EXERCISE REQUIREMENTS |
Every line below should be repeated exactly.

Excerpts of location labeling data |
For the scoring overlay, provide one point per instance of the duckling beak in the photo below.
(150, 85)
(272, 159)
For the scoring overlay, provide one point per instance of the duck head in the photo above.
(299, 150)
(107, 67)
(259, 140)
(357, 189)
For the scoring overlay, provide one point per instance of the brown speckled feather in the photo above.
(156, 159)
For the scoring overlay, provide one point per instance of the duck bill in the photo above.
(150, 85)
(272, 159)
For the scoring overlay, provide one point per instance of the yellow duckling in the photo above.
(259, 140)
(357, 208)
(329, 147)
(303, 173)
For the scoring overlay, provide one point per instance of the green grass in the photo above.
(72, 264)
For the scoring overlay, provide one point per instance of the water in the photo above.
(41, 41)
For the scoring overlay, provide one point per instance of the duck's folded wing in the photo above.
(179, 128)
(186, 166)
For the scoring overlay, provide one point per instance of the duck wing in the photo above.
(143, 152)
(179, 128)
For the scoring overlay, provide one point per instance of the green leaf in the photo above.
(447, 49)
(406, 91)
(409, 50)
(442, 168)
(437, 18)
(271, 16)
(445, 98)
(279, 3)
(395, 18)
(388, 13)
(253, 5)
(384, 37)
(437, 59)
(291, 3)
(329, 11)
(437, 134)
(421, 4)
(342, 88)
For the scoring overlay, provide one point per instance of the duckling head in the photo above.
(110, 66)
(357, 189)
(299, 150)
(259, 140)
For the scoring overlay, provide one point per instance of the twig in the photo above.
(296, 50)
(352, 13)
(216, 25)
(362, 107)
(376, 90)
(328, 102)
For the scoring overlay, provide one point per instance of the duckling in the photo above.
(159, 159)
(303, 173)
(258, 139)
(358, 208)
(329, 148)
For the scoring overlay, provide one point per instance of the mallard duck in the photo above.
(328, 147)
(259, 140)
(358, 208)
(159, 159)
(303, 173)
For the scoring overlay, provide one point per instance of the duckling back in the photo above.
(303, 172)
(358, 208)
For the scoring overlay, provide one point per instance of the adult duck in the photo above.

COMPLETED EXERCISE |
For the scoring overlay, provide one point per instance of the duckling beak in the photo below.
(150, 85)
(272, 159)
For the scoring overlay, provide one point per instance of the duck head in the photo above.
(299, 150)
(107, 67)
(259, 140)
(357, 189)
For the scoring overlay, provide one point per instance of the brown speckled feather in the photo above.
(156, 159)
For the scoring overlay, provide one point per instance of the duck bill in the photo above.
(150, 85)
(272, 159)
For the scoring overlay, provide one point per instance of the yellow duckling in the photo above.
(259, 140)
(357, 208)
(329, 147)
(303, 173)
For the scoring overlay, provide one point per instance of the green grass in the photo above.
(72, 264)
For the scoring overlay, provide one point per instance of the water in the photo above.
(41, 41)
For the scoring overlay, provide one point per instance of the duck's folded wing in the photo above.
(179, 128)
(186, 166)
For the scoring overlay, provide one point per instance of the duck wing in the photo above.
(143, 152)
(179, 128)
For the scoring overlay, provide one point per instance of the green leaf in the photo above.
(447, 49)
(406, 91)
(409, 50)
(442, 168)
(437, 18)
(271, 16)
(445, 98)
(279, 3)
(395, 18)
(388, 13)
(253, 5)
(384, 37)
(437, 59)
(291, 3)
(329, 11)
(437, 134)
(421, 4)
(342, 88)
For the scoring overlay, provide one point per instance of the duckling head in the photo above.
(110, 66)
(357, 189)
(299, 150)
(259, 140)
For the scoring overlay, provide one point per instance of the twig in the photo above.
(296, 50)
(352, 13)
(216, 25)
(362, 107)
(376, 90)
(328, 102)
For the scoring overlay, provide one point per instance of the duckling in the photo above.
(159, 159)
(303, 173)
(258, 139)
(358, 208)
(329, 148)
For the scoring overlay, provide one point per instance of the mallard duck in the photo above.
(328, 147)
(259, 140)
(358, 208)
(159, 159)
(303, 173)
For the scoring overlay, provide one point per instance of the duckling back in the photo above.
(303, 172)
(358, 208)
For the scoring overlay, provide one point per instance of the adult duck in the photo above.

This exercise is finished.